- [Page excerpt]:
Zongben Xu was the vice-president of Xi’an Jiaotong University. He currently makes several important services for government and professional societies, including the director for Pazhou Lab (Huangpu), director for the National Engineering Laboratory for Big Data Analytics, a member of National Big Data Expert Advisory Committee and the Strategic Advisory Committee member of National Open Innovation Platform for New Generation of Artificial Intelligence.
Viewing Statistics from a Data Science Perspective
Zongben Xu
(Xi’an Jiaotong University, Pengcheng Lab/Pazhou Lab(Huangpu))
In the era of big data, characterized by digitization, networking, and intelligence, data serves as both a production factor and a powerful tool for scientific discovery. Statistics has long been considered as the scientific foundation and methodology, guiding and leading the generation, analysis, and utilization of data. Can this guiding and leading role continue in the age of big data? The statistics community is supposed to ponder and answer this question. This talk will discuss this issue.
Big data nurtures data science, and data science carries the future of big data. First, we rigorously define data science, elaborating on its multidisciplinary attributes, advanced nature, "three transformations" connotation, and unique disciplinary methodology of "modeling, analysis, computation, and learning fusion." Secondly, we compare the similarities and differences between data science and statistics, pointing out the unique contributions of statistics to data science and its "core" role in the development of data science. Based on this, we outline the limitations of statistics in terms of research objects, methods, and values. We provide examples to demonstrate that the integration of data science and statistics can inspire new research questions and methods in various fields, thereby promoting the novel development of data science. Consequently, we assert that statistics can continue to guide and lead data science disciplines in the big data era if it proactively embraces and strides towards data science.

- [Collected data]:
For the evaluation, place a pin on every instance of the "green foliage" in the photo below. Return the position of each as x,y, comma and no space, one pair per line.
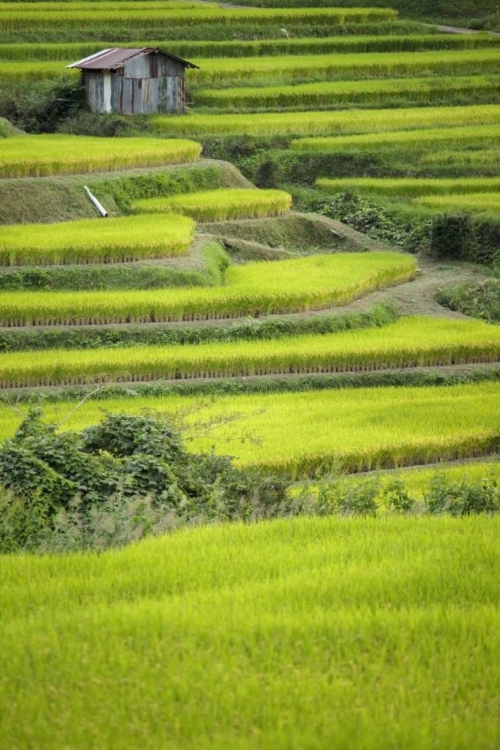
58,482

- [Problem 1]:
List each service role that the page excerpt says Zongben Xu currently holds for government and professional societies.
- [Problem 2]:
According to the page excerpt, what grounds the assertion that statistics can continue to guide and lead data science in the big data era, and under what condition does this hold?
- [Problem 3]:
Answer from the page excerpt:
(a) What position did Zongben Xu formerly hold at Xi'an Jiaotong University?
(b) By what three features is the era of big data characterized?
(c) In what three terms are the limitations of statistics outlined?

- [Solution 1]:
- Director for Pazhou Lab (Huangpu)
- Director for the National Engineering Laboratory for Big Data Analytics
- Member of the National Big Data Expert Advisory Committee
- Strategic Advisory Committee member of the National Open Innovation Platform for New Generation of Artificial Intelligence

- [Solution 2]:
The assertion rests on examples showing that integrating data science and statistics can inspire new research questions and methods in various fields and so promote the novel development of data science. It holds on the condition that statistics proactively embraces and strides towards data science.

- [Solution 3]:
(a) Vice-president.
(b) Digitization, networking, and intelligence.
(c) Research objects, methods, and values.